What the task asks:
Whenever a picture appears in the listing below, leave it out, and copy exactly the lines from the one containing "on the dark" through the end.

#####

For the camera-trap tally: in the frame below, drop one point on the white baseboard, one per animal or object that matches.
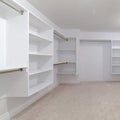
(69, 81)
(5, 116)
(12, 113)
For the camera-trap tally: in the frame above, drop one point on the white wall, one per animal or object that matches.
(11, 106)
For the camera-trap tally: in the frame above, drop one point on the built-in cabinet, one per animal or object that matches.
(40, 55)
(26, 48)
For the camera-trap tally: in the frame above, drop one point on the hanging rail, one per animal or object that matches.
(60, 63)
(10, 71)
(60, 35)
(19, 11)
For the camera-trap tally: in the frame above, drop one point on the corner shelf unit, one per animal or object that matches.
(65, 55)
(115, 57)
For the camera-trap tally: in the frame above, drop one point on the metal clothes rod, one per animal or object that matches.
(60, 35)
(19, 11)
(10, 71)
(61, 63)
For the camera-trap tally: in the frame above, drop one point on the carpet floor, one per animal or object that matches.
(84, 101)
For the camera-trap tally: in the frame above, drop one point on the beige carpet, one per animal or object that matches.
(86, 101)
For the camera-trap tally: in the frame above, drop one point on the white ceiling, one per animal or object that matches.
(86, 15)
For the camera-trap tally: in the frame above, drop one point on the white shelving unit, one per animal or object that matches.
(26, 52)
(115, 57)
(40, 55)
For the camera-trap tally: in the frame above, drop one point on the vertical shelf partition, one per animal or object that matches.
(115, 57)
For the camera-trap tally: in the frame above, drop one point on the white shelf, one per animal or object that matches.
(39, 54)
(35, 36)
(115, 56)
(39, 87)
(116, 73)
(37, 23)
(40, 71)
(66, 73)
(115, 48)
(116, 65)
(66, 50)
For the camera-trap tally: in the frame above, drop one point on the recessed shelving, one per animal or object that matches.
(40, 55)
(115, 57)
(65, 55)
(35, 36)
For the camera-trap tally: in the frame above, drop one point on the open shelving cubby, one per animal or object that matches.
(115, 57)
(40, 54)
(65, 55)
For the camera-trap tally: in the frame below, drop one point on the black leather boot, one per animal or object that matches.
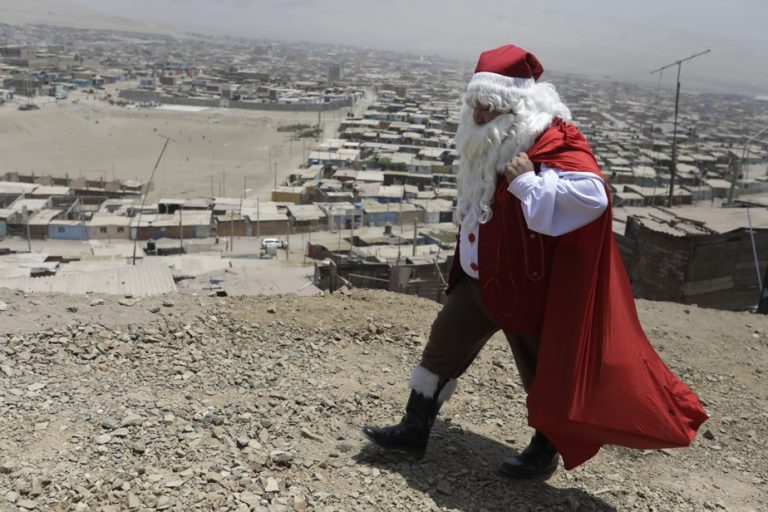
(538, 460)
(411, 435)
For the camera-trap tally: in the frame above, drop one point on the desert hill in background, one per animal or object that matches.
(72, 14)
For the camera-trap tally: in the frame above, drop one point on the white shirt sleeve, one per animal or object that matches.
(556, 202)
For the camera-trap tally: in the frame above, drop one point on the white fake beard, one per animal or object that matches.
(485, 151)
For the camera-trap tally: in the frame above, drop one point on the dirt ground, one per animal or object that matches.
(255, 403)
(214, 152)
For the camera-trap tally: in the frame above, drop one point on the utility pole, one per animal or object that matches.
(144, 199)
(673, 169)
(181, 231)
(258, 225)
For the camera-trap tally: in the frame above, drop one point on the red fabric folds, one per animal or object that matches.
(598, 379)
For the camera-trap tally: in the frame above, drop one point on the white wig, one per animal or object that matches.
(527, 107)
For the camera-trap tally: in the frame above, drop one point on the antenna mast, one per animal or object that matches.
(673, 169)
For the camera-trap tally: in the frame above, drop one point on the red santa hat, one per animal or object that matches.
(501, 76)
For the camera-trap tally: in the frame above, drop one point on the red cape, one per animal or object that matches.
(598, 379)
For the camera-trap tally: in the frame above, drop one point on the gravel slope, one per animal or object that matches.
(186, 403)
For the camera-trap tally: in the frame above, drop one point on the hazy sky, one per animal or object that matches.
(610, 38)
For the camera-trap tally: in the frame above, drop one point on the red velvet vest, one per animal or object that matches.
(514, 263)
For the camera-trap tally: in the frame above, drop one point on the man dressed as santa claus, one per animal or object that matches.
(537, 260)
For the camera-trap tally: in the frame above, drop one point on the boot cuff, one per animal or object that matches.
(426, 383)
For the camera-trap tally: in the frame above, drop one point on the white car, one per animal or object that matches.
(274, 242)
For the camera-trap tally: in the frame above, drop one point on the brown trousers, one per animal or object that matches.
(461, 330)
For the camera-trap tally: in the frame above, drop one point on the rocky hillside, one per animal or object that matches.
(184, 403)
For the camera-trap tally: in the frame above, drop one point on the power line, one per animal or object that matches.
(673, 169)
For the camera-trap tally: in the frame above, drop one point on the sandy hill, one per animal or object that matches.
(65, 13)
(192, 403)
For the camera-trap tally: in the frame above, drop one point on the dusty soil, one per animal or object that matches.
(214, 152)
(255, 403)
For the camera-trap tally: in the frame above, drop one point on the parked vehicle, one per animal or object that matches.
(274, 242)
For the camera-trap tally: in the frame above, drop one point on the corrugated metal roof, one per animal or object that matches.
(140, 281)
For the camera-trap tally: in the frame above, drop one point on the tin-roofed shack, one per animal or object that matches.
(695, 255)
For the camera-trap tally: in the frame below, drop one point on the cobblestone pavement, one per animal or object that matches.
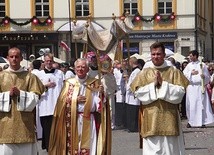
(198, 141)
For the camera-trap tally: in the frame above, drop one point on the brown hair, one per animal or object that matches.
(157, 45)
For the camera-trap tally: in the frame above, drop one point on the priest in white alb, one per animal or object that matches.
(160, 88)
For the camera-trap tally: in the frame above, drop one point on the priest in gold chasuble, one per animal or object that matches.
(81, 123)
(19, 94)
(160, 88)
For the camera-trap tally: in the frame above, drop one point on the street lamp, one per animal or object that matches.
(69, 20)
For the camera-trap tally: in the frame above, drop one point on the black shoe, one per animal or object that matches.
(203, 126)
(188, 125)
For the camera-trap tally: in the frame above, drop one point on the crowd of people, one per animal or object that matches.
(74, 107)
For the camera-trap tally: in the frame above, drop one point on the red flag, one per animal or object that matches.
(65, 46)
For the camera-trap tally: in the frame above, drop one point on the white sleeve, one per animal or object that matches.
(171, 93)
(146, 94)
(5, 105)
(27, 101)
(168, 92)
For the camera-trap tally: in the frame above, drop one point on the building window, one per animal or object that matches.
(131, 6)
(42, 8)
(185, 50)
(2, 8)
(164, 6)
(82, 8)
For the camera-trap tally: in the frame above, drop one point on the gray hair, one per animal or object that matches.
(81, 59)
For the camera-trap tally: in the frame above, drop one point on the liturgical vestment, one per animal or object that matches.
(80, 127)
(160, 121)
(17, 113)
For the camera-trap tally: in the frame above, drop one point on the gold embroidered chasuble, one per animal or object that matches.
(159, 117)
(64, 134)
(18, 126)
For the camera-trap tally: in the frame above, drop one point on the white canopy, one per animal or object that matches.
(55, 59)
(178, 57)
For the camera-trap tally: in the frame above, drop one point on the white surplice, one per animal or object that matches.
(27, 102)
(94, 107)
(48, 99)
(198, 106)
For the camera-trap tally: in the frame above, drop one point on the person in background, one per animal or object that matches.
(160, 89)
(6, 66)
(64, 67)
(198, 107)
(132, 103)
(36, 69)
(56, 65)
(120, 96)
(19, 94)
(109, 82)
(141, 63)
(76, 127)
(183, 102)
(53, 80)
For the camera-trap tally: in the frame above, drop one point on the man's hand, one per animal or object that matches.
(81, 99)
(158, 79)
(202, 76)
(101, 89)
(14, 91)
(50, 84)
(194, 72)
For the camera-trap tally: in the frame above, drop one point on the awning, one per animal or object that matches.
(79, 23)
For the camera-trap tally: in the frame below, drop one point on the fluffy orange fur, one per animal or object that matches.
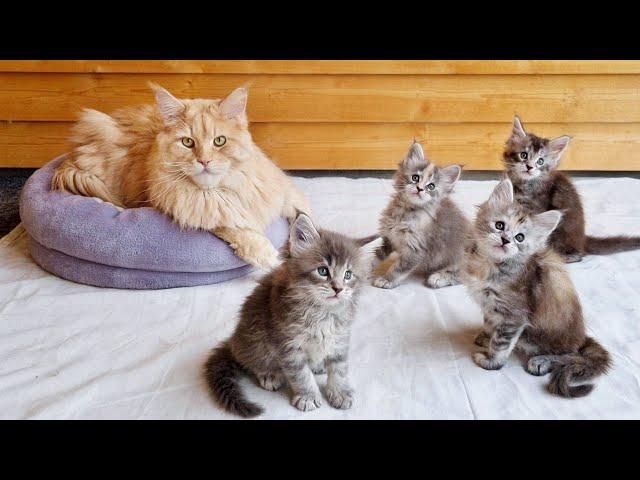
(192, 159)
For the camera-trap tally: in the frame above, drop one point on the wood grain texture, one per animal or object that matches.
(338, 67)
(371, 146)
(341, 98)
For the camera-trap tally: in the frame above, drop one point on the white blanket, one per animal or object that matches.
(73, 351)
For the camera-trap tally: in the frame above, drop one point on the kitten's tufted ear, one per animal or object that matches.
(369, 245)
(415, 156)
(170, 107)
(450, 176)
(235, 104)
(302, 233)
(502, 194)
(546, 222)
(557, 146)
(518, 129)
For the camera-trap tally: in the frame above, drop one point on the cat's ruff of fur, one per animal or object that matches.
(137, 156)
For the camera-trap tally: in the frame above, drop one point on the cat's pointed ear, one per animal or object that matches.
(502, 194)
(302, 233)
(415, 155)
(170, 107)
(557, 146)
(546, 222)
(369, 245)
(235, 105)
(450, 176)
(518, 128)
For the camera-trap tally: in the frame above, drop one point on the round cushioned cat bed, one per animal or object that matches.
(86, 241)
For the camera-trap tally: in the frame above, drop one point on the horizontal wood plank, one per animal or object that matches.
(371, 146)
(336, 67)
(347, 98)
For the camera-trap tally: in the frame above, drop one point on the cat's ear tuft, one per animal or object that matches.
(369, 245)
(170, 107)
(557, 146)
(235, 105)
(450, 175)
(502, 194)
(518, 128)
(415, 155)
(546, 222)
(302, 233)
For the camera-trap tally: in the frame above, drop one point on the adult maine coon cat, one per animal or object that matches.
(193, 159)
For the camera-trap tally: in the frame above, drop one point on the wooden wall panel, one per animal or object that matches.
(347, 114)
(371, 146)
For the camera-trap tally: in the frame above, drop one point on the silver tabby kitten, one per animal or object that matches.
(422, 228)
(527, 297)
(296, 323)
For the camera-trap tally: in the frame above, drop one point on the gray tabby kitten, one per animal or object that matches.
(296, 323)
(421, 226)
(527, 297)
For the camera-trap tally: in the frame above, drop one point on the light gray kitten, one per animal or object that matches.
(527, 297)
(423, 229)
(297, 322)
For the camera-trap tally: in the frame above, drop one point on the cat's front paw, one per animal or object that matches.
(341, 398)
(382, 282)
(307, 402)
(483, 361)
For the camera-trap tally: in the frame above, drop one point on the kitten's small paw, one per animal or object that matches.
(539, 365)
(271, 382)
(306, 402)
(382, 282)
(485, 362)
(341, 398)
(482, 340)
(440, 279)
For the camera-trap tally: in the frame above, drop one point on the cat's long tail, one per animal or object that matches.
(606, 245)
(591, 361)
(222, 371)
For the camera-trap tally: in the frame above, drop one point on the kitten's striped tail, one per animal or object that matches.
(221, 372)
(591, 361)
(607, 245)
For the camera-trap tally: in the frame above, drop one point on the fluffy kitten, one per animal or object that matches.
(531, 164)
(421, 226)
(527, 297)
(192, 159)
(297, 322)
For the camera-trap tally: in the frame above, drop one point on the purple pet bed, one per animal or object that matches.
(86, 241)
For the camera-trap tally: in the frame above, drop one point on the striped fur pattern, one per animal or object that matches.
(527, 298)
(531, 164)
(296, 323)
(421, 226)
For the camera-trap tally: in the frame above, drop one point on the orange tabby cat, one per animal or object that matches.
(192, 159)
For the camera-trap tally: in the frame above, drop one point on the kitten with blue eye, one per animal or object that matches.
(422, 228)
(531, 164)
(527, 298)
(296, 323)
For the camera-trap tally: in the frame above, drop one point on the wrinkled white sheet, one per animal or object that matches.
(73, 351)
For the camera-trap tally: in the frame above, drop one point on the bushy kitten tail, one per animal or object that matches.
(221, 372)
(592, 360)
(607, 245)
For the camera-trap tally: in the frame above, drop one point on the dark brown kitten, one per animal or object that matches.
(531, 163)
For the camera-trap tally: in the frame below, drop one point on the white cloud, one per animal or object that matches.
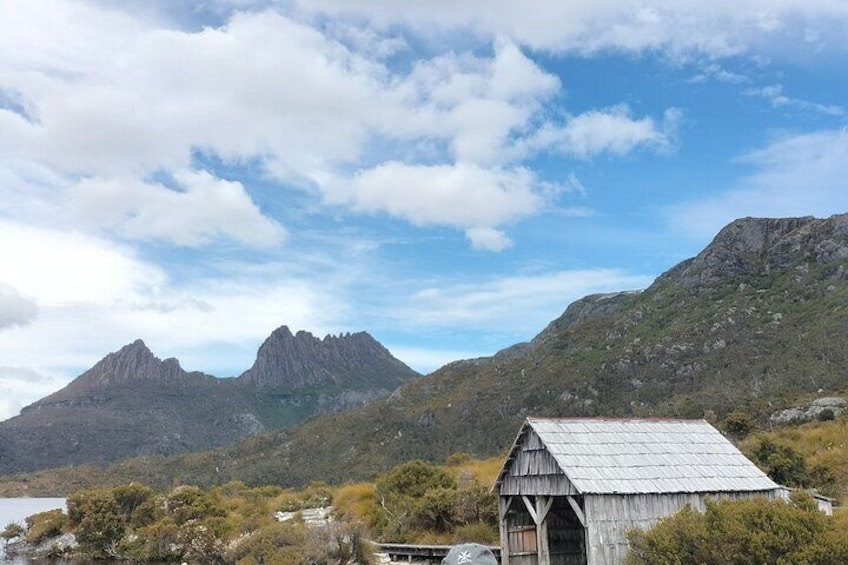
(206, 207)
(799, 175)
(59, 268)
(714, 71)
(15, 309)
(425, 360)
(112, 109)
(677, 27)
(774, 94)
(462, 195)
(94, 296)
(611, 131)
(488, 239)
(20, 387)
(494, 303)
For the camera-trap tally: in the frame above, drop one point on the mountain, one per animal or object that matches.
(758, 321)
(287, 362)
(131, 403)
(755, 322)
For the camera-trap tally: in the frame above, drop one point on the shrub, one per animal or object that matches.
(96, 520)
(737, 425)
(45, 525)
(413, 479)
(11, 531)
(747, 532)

#####

Answer space:
For the camera-trap tally: in the frame above, drop one point on the dark brown kitten, one per animal or object that matches.
(531, 163)
For the camera-trap tally: in the frame below, drop one point on the white cloud, one per animal or object that matches.
(206, 207)
(799, 175)
(59, 268)
(714, 71)
(15, 309)
(425, 360)
(112, 109)
(677, 27)
(774, 94)
(462, 195)
(94, 296)
(611, 131)
(488, 239)
(20, 387)
(494, 303)
For the camera-trap tally: in the frame above, drop one point on the mountain, one per animal or object that matches.
(758, 321)
(287, 362)
(131, 403)
(755, 322)
For the camera-trap tally: in the frame above, drop one point on the shrub, one per animal or object that matches.
(96, 520)
(737, 425)
(45, 525)
(413, 479)
(11, 531)
(747, 532)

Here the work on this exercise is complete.